▶ What the task requires:
Reproduce every one of the records below verbatim, omitting the pictures from your copy.

▶ Records shown:
○ ○ ○ ○ ○

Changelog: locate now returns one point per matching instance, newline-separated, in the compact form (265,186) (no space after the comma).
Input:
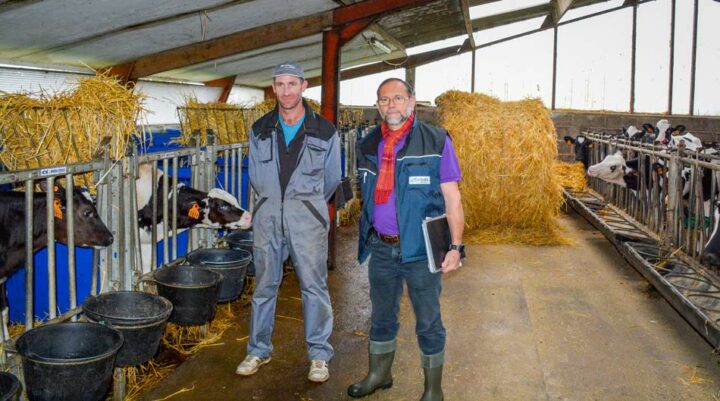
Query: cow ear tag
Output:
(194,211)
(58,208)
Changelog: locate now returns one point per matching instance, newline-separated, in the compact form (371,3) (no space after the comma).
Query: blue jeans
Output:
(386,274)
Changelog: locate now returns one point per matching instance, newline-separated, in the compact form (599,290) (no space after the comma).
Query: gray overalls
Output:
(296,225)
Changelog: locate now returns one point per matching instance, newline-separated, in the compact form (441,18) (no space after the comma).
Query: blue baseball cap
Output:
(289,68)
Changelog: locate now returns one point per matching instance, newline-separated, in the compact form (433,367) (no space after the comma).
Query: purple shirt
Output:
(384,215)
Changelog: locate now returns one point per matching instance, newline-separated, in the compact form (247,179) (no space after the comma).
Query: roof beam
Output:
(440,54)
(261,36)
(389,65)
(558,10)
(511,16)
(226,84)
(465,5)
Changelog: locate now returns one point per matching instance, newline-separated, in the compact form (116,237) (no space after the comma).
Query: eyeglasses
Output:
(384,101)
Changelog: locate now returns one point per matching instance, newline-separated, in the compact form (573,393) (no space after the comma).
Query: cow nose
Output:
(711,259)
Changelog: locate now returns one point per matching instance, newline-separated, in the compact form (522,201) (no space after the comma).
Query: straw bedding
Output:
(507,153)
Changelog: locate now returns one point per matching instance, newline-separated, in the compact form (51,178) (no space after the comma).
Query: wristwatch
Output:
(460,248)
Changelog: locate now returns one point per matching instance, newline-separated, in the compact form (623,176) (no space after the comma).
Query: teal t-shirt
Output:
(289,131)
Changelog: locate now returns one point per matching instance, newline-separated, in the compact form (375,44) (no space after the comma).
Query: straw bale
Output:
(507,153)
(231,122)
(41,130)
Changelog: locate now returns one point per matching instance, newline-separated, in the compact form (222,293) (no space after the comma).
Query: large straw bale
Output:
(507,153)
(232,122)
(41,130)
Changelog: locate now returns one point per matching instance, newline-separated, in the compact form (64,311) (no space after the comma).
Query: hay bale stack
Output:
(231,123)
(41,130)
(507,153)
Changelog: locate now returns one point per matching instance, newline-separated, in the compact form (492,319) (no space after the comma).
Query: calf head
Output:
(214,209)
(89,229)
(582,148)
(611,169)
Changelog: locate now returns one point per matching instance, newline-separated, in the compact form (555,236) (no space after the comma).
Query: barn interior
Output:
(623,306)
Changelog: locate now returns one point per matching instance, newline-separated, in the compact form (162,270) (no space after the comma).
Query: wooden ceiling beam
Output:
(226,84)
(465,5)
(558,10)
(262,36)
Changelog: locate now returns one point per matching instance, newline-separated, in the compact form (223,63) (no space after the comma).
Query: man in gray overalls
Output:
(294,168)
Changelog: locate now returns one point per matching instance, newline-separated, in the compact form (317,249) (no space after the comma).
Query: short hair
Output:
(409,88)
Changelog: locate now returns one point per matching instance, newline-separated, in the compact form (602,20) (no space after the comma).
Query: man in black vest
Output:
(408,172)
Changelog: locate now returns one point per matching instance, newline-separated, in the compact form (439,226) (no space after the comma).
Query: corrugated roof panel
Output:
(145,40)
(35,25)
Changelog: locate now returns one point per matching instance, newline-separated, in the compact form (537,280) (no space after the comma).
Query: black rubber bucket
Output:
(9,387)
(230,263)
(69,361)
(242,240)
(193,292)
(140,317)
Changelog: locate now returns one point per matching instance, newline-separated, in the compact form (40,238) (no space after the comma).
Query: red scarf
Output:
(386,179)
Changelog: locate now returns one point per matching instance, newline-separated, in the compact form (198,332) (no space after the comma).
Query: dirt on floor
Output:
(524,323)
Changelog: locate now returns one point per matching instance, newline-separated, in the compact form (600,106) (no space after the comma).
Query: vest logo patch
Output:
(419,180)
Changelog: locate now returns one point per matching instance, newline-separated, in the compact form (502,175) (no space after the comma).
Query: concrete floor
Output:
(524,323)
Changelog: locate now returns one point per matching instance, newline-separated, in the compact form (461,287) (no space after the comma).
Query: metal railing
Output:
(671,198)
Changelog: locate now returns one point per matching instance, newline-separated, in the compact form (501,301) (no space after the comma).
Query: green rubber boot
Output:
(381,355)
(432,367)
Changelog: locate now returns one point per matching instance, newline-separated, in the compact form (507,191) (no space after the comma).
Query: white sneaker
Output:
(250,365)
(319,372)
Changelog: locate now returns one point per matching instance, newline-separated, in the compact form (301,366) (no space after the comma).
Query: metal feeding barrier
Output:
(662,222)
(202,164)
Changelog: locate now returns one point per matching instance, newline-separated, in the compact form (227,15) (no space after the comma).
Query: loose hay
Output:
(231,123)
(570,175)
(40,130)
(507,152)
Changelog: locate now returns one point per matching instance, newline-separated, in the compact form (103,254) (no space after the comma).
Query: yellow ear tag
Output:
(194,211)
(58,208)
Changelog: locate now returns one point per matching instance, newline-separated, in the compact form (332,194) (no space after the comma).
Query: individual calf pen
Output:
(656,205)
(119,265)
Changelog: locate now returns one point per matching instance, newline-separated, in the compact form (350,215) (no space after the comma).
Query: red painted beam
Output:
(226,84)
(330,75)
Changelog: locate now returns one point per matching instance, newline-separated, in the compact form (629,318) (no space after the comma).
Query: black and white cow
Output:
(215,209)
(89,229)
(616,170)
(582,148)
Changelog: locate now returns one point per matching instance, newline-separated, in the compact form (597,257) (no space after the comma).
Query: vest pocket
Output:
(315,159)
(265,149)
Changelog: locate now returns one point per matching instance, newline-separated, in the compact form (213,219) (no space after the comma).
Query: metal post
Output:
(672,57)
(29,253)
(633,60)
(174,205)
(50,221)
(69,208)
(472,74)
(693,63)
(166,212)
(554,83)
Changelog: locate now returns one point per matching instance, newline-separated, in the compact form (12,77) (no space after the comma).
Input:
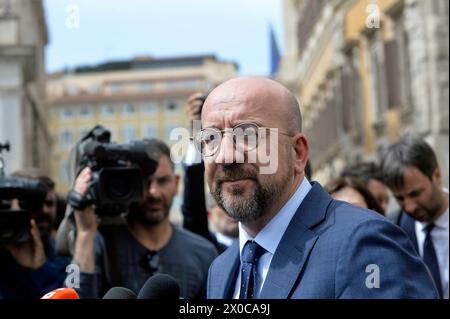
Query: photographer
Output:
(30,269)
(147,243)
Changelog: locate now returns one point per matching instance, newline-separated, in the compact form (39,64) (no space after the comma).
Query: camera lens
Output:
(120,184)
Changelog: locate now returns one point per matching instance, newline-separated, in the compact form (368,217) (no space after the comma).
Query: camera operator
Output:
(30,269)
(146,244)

○ ○ ○ ○ ○

▶ Task answer:
Changelog: locate now returns one point per matching instance, newline-separated, in the compact form (265,186) (no space after the comma).
Input:
Query: cow ear tag
Output:
(194,211)
(58,208)
Changelog: locate now returns one point per matching instance, newline-separated, in the compact form (371,3) (no space after the comma).
Query: blue jeans
Output:
(386,274)
Changelog: locate now returns one point per matching instance, newline-separated, in the compact form (599,290) (no space after the comma).
Query: gray overalls
Output:
(296,225)
Changelog: locate now returns one point per matching instance, newline-separated, in the compact form (441,18) (no space after the comma).
Query: blue baseball cap
Output:
(289,68)
Changelog: locate now returns one point per matching instance, newline-separated, in the compact form (433,367) (no space after the comma).
Query: purple shirt
Output:
(384,215)
Changelog: locate now returns one point per matching instance, newline-separated, in the compact form (247,179) (no space after the comma).
Query: roof beam
Output:
(440,54)
(261,36)
(389,65)
(558,10)
(511,16)
(226,84)
(465,5)
Changelog: locate now returns one point per matching instance, newline-separated, in the compact form (116,237) (no space after the comma).
Query: eyeglasses
Output:
(384,101)
Changelog: locate now returns one point per matching instance, newline-separated, in the compact form (573,393) (no space after the comma).
Query: cow nose
Output:
(711,259)
Changelog: locate now returns one point per matching instance, newline-separated, in the compact form (522,201) (no space after the comma).
Query: straw bedding
Output:
(507,153)
Changelog: locate now returns one point per matching instance, newline-separated, in the compact form (51,178) (no space after the comma).
Query: wristwatch
Output:
(460,248)
Changelog: locate now returns one point per matching instance, newline-separated, in the compact form (623,176) (no space after the comma).
Query: teal t-shirt
Output:
(289,131)
Changelog: locate now returns one point per matching instance, newline-separated, in the compact form (375,44) (no space after the comma).
Query: straw bale
Output:
(507,153)
(231,122)
(41,130)
Changelog: locate now returns one point per matching instance, newline-separated, in the compact form (222,293) (no space after the comma).
Query: large straw bale
Output:
(507,153)
(232,122)
(41,130)
Changelog: locate now returns one point per matching instance, newline-separated, in the compact form (64,311) (no space after the comma).
Query: hay bale stack
Output:
(231,123)
(41,130)
(507,153)
Changelog: locate now returns one point per matching instance, newline-separated, in the compact form (492,319) (no space after the comma).
Query: calf head
Output:
(214,209)
(89,229)
(582,148)
(611,169)
Changelog: locate now returns one point per matching instance, newline-separated, in the compact form (555,236) (no space after the comma).
Query: barn interior
Output:
(623,306)
Changelog: locate now returns one point per matching instance, newline-separated, in the compact form (162,270) (no space after the comma).
Query: wooden ceiling beam
Output:
(226,84)
(465,5)
(558,10)
(262,36)
Changelog: locate now returns one point per matching instance, newline-separated, in the compact form (223,63) (no space after the comma).
Query: man in gray overalls
Output:
(294,168)
Changelog: locate now returns one point per matching instance, newline-separated, in the compact form (317,249) (no space after the comma).
Query: short hair
Output:
(409,88)
Changelog: locate now returns one point per matching instance, newline-separated, in the compact form (602,20) (no space after the comma).
Query: man in black vest
Output:
(408,172)
Changelog: locate now returns one point per matching instance, newline-separated, in the compact form (439,226) (no space after the comma).
Query: corrugated roof panel
Output:
(145,40)
(35,25)
Changelog: locate now returns one point per matching instance, newline-separated, in the compact form (537,280) (no space after the comma).
Query: black rubber bucket
Output:
(9,387)
(230,263)
(69,361)
(242,240)
(193,292)
(140,317)
Changelog: locate now returns one point per matching instance, newline-separated, in the compact form (40,238) (no space after the comma).
Query: red scarf
Output:
(386,179)
Changelog: locate now returns one point per matching instance, newline-separated, in the compact form (198,332) (no space after the comma).
Query: dirt on floor
Output:
(524,323)
Changelog: locate now returns one point per matching instance, newline-separated, in the compact form (600,106) (no space after the comma).
Query: vest logo patch
Output:
(419,180)
Changelog: locate now returns one point per matching instance, newline-separated, in the compact form (502,175) (no space after the comma).
Query: concrete floor
Output:
(524,323)
Changelog: locate now returns one point per matching instance, newline-separated, in the compact form (461,287) (no space after the comma).
Query: metal railing
Output:
(671,198)
Changelog: locate now returns one point per matching instance, newline-separated, in the compact form (501,301) (no space after the comma).
Query: green rubber boot
Output:
(381,355)
(432,367)
Changelog: locate now returns one point per matching instance, newline-separated, in the compact form (507,191) (no space after the comma).
Query: white sneaker
Output:
(250,365)
(319,372)
Changelog: locate now returns one point per matching instance, newline-separated, in the compact form (301,366) (no space after the comma).
Query: metal feeding barrier
Output:
(662,222)
(202,164)
Changelog: locate now returns one point per matching instance, newline-separated, in the compact form (227,15) (no space after the comma).
Query: loose hay
Output:
(231,123)
(570,175)
(40,130)
(507,152)
Changelog: locate now returns one point per matching instance, newline-separated, in the compact form (103,254) (no space after the comma).
Query: yellow ear tag
Output:
(194,211)
(58,208)
Changelog: locate now returns one point per matching instance, newline-separated, in the compact form (332,194) (no space after the comma).
Query: individual calf pen
Output:
(656,205)
(119,265)
Changelog: locate now returns one point per matching instance, newline-separated, in the compact form (350,215) (no space after the comma).
Query: red painted beam
Output:
(226,84)
(330,75)
Changelog: locate now returns one point per matching instance, newline-separated, in the compact form (629,318) (no space after the comma).
Query: black and white cow
Output:
(215,209)
(89,229)
(616,170)
(582,148)
Changelog: locate now returns one point per matching instance, newline-separated, in the compact form (597,257) (no space after the comma).
Query: vest pocket
Output:
(315,159)
(265,149)
Changelog: locate now returns one point per matching instance, newline-separated, in the compact form (213,219) (no space after the comma).
Query: metal post
Output:
(672,57)
(29,253)
(633,60)
(174,205)
(50,221)
(69,208)
(472,74)
(693,63)
(166,212)
(554,83)
Changelog: locate now returns one point per matching instance, newline-separated, in the compact form (12,77) (no space after the comma).
Input:
Query: photographer
Output:
(30,269)
(147,243)
Changelog: locate now returns one point per matching instance, newline-separated, in the compact form (39,64) (no space after the comma).
Query: camera lens
Output:
(120,184)
Changelog: locate now returns one point per matching instance, newline-separated, in the compact form (368,217) (no space after the comma).
Query: camera operator
Output:
(30,269)
(146,244)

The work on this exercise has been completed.